**Requirements:**
1. Which years, written as four-digit numbers, appear in the Ron Lyle interview text? List each distinct year once.
2. Which lines in the rows contain the string "white"? Copy every one of them.

**Text excerpt:**
▽

Ron Lyle's conviction for second degree murder in his teens may have been a blessing in disguise.  While in prison Lyle found boxing and joined the prison team where his talent was evident.  Upon his release in 1969 Lyle began his amateur career at the Denver Elks gym and became the United States Amateur Heavyweight Champion in 1970.  His professional career culminated in a May 1975 shot at Muhammad Ali's heavyweight title.  Beating Ali going into the eleventh round, Lyle was hurt and took almost twenty punches before a controversial stoppage.  Lyle would not get another title shot and retired with a record of 43-7.

SM:  Ron how did your boxing career get started?

RL:  I first got started in Colorado while in prison.  We didn't get to fight much, I think I had like fourteen or fifteen fights.  They brought in some guys from the Army sometimes to box but it was very limited. When I found boxing it was a blessing from God.

SM: What was your amateur career like after being paroled?

RL:  I was an amateur for about nine years or so.  I really had nothing else after I got out of prison.  As an amateur I was the National Amateur Heavyweight champ in 1970.

SM:  So when did you turn pro?

RL:  I was about twenty-eight.  If I would have started ten years prior to that there's no telling what I could have done, but that's hindsight. God blessed me and took me along and I met a lot of people along the way.

△

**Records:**

▽

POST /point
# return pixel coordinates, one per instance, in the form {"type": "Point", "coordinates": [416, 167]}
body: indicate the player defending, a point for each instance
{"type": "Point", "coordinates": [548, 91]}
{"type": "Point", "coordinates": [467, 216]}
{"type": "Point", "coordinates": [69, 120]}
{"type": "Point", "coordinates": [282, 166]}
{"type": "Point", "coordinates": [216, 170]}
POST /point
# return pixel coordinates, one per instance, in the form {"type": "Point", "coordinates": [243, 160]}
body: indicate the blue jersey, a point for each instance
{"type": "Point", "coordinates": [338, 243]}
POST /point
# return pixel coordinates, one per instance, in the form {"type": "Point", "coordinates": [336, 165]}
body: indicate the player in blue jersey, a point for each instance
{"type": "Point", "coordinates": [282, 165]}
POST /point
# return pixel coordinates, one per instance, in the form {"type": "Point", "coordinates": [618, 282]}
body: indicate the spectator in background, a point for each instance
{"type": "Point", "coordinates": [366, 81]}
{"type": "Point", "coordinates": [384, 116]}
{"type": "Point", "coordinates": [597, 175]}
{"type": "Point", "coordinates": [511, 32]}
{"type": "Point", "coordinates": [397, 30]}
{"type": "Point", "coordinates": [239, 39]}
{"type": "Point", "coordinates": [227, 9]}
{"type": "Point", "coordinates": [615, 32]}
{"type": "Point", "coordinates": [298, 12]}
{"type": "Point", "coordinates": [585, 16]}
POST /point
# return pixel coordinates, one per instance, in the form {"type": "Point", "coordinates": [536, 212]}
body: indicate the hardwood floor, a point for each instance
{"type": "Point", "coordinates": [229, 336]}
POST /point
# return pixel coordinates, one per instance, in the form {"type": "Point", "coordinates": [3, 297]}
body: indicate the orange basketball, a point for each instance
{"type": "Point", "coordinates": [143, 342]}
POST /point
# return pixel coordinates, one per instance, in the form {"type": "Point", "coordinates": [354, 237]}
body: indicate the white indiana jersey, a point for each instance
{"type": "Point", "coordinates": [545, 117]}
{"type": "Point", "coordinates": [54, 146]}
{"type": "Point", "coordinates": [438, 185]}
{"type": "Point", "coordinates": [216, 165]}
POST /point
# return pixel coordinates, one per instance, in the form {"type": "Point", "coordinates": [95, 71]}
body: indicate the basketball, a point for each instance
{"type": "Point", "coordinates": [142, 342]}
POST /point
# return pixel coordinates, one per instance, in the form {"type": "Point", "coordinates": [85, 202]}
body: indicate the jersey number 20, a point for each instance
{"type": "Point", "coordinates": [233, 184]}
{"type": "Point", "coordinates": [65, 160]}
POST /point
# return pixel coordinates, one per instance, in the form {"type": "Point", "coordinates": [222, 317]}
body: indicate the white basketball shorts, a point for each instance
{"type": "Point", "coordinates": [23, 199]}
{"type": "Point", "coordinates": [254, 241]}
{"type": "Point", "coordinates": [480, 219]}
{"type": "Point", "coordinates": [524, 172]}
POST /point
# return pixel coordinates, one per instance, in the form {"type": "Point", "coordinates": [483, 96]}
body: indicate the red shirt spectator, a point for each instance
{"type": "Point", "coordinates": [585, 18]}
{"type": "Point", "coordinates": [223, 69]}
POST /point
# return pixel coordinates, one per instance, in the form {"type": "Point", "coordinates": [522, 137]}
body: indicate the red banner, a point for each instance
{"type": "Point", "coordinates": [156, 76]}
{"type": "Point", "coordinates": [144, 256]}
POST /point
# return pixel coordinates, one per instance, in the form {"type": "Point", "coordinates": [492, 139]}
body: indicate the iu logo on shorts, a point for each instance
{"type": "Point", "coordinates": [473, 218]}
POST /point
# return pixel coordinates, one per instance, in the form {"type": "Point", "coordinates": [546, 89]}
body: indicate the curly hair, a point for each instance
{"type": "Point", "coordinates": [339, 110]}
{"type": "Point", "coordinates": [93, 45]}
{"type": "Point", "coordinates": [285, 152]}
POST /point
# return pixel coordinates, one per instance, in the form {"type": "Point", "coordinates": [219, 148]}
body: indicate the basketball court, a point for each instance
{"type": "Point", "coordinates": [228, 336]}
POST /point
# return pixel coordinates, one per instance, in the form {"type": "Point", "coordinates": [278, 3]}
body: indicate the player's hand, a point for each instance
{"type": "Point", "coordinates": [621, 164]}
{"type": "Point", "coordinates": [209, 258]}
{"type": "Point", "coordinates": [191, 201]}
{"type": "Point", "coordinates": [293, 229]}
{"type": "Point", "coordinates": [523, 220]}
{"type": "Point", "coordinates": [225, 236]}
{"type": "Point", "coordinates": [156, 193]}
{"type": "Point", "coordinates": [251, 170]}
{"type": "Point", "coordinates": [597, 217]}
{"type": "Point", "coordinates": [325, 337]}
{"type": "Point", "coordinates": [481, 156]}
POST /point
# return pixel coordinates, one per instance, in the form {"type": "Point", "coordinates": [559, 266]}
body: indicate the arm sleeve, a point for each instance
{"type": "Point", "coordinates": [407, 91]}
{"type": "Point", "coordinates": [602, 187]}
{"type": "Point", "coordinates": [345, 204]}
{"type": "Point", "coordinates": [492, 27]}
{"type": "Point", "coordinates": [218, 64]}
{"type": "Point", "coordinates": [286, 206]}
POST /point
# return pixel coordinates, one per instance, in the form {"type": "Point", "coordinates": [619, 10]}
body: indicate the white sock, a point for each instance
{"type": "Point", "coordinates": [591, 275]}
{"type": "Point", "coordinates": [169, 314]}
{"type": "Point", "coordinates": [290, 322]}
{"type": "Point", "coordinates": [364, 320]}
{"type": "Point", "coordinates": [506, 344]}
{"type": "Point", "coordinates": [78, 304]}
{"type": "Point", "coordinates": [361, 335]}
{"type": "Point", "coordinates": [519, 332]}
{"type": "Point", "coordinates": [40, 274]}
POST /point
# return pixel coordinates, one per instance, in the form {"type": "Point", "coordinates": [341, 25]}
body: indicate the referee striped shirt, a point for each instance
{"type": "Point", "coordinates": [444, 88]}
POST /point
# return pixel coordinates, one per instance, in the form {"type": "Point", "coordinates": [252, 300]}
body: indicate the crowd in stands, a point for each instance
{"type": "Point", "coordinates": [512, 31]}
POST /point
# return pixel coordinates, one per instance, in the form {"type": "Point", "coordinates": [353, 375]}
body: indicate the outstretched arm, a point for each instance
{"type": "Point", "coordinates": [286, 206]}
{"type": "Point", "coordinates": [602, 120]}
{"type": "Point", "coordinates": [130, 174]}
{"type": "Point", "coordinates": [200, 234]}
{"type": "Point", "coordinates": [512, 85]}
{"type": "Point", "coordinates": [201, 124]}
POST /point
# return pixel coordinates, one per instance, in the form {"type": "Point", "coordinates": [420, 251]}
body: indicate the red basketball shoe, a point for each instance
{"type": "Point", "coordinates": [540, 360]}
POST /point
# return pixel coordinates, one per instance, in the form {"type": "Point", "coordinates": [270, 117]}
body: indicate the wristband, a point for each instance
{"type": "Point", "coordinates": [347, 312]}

△
▽

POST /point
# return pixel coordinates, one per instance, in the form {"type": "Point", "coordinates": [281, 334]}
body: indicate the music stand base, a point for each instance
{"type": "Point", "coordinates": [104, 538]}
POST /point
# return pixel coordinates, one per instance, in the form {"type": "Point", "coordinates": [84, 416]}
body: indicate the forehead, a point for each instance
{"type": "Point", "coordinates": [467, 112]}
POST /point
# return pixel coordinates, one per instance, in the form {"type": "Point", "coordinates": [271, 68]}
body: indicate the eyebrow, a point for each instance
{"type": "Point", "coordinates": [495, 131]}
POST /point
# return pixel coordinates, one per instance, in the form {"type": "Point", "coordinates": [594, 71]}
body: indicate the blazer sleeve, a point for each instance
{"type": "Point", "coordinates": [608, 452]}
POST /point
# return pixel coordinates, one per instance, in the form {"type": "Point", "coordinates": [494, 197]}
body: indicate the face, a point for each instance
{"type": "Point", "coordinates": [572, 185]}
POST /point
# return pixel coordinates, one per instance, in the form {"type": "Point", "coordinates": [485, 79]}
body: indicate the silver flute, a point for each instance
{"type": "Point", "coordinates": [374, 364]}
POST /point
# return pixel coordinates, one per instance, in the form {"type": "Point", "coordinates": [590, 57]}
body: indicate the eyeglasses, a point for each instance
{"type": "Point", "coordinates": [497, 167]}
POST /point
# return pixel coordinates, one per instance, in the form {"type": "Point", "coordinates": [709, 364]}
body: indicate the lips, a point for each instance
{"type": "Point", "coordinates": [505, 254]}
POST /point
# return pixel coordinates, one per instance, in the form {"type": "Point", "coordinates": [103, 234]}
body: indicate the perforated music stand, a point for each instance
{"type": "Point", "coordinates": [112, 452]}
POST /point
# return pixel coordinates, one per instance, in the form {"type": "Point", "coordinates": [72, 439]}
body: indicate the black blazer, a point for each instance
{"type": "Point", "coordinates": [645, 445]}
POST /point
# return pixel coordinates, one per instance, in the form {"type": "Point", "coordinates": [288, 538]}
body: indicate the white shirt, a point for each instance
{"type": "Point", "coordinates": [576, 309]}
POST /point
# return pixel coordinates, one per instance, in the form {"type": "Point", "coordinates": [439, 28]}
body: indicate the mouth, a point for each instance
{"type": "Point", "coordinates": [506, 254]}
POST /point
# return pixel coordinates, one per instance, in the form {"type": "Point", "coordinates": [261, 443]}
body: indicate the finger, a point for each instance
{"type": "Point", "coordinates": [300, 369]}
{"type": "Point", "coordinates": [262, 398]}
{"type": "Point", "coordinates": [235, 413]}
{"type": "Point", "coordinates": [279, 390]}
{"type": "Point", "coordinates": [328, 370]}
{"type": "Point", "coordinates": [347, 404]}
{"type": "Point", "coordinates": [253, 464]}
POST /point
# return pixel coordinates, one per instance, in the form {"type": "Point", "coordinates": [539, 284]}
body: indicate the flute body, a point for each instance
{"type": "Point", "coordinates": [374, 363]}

△
▽

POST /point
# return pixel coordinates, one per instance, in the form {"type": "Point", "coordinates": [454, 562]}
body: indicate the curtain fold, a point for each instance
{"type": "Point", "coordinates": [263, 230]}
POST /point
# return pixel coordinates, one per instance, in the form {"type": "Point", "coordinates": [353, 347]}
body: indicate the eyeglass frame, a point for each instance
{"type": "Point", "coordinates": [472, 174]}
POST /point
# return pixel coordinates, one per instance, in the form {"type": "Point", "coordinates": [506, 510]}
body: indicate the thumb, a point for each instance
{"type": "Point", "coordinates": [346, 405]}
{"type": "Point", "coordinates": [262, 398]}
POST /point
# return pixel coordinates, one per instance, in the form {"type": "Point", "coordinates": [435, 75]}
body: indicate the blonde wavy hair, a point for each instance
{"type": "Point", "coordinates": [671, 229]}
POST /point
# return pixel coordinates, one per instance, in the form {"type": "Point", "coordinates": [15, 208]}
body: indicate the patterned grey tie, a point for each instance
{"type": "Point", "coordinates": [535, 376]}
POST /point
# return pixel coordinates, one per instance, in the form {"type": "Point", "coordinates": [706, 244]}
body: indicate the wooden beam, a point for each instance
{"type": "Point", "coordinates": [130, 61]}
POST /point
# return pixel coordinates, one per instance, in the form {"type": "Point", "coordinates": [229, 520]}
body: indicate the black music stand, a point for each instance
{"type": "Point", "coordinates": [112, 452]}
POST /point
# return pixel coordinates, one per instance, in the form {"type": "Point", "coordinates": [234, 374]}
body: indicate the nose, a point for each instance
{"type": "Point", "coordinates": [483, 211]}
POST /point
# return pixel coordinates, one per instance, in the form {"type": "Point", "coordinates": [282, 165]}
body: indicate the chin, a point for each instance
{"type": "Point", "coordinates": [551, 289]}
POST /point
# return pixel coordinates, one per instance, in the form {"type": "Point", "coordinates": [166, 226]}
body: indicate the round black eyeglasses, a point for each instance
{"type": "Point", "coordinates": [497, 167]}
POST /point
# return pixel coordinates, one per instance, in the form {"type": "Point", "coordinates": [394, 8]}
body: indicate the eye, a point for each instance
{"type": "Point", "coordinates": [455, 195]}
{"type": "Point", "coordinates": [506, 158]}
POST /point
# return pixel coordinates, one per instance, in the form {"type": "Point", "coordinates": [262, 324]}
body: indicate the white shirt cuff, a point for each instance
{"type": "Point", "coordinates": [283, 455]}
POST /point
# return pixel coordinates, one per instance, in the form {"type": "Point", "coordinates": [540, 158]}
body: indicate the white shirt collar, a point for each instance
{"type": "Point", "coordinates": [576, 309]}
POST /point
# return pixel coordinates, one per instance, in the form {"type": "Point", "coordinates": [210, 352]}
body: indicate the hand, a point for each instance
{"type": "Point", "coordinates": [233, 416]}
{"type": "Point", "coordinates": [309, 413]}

△

**Answers to the tasks:**
1. 1969, 1970, 1975

2.
body: indicate the white indiana jersey, a point for each instance
body: indicate the white basketball shorts, a point for each instance
body: indicate the white sock, a point for each instance
body: indicate the white shirt, a point for each instance
body: indicate the white shirt cuff, a point for each instance
body: indicate the white shirt collar, a point for each instance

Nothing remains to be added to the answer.